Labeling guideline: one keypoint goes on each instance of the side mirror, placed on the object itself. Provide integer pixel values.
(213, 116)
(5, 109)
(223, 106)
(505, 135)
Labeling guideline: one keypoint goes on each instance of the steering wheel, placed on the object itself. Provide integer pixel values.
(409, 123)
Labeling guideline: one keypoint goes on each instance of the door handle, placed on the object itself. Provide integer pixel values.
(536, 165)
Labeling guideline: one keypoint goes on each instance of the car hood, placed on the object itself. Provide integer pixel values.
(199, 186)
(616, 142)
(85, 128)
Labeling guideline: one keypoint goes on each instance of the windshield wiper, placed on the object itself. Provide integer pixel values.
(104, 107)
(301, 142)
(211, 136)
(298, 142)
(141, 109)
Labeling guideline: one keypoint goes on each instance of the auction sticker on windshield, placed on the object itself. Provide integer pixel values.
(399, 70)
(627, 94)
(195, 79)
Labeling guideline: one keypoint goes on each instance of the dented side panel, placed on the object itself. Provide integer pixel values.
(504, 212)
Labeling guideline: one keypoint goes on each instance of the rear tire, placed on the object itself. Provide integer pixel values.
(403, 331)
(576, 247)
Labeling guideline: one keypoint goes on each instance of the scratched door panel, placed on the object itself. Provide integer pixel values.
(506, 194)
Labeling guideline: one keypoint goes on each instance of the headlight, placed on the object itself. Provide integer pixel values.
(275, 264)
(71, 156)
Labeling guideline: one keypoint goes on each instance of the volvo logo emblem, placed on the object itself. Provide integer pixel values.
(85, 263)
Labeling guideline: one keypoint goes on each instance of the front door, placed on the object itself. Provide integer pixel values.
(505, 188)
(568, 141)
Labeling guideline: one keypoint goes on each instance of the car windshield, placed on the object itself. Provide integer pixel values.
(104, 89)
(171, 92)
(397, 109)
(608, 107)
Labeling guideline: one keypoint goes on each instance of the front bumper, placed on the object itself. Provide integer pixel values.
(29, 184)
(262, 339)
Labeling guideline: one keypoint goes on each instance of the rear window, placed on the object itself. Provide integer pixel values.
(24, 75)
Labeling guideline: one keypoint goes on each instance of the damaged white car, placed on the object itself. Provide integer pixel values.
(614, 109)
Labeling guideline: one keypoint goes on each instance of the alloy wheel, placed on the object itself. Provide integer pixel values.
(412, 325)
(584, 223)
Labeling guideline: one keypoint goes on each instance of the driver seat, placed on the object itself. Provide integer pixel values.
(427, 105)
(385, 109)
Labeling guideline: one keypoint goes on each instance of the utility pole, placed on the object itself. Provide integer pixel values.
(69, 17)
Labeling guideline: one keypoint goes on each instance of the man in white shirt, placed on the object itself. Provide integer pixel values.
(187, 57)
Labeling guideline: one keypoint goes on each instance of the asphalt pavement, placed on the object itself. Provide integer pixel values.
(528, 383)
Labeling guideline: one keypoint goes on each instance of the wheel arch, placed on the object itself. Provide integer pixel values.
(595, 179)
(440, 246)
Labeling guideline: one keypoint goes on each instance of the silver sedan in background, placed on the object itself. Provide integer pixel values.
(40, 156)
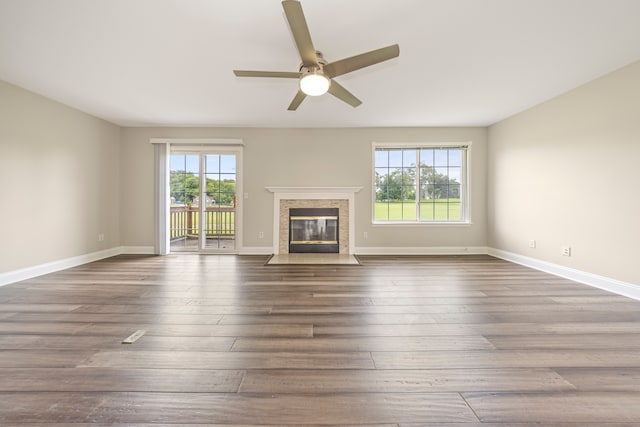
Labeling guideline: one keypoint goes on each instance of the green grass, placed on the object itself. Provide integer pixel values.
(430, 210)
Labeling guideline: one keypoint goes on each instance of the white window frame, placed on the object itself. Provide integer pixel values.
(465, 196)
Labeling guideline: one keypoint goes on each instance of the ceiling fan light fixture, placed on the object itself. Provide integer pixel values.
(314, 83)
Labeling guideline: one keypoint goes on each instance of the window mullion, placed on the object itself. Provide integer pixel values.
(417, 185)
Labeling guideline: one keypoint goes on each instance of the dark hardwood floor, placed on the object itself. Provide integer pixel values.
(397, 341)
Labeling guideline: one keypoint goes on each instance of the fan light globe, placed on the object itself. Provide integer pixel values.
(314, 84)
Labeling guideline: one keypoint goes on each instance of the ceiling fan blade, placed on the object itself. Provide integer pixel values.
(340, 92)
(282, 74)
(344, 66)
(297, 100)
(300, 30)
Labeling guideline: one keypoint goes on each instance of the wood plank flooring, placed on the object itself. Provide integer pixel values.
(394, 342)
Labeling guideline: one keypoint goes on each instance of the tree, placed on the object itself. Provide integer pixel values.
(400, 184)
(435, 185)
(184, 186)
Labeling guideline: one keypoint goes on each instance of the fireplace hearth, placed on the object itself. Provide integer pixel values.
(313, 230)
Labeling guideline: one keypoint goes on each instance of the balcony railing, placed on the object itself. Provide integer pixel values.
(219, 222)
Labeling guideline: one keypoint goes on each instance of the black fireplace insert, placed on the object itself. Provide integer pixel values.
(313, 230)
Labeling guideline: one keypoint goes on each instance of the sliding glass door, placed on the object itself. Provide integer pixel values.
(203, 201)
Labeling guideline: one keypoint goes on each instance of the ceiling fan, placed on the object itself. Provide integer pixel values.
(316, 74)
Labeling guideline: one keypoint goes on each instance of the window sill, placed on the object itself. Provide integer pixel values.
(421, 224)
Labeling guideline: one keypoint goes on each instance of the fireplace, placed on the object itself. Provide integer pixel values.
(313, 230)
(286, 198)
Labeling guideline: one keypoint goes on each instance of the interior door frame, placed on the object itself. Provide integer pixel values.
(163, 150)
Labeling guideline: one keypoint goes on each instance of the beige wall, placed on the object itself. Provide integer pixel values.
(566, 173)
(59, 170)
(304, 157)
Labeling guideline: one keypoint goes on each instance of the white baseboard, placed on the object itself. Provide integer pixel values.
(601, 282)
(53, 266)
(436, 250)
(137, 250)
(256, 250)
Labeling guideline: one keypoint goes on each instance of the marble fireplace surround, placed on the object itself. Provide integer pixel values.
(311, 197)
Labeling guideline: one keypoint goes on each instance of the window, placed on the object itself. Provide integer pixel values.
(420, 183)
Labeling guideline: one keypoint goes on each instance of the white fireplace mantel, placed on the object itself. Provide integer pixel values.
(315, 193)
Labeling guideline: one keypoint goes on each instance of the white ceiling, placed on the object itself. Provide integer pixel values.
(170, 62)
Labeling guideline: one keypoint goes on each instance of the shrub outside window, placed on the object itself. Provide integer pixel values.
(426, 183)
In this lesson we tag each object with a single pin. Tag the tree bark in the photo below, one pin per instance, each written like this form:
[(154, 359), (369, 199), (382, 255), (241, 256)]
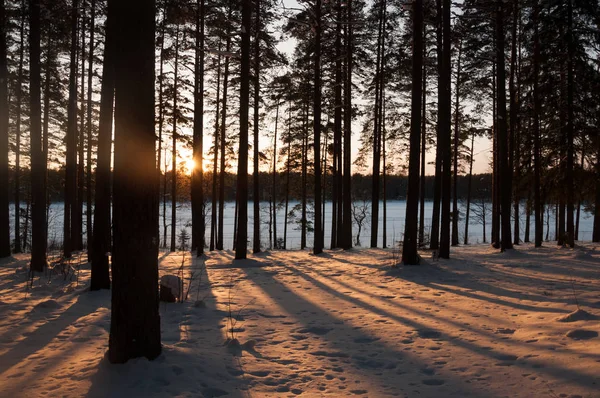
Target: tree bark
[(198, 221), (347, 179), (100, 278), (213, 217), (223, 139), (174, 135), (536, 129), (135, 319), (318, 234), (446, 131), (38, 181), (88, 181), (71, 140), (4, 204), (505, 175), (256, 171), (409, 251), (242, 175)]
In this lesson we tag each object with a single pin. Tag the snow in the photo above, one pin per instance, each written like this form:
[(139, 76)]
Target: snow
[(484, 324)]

○ ○ ○

## Action item:
Please work out how many lines in this listing contain "with", then give only that number.

## Solution to this problem:
2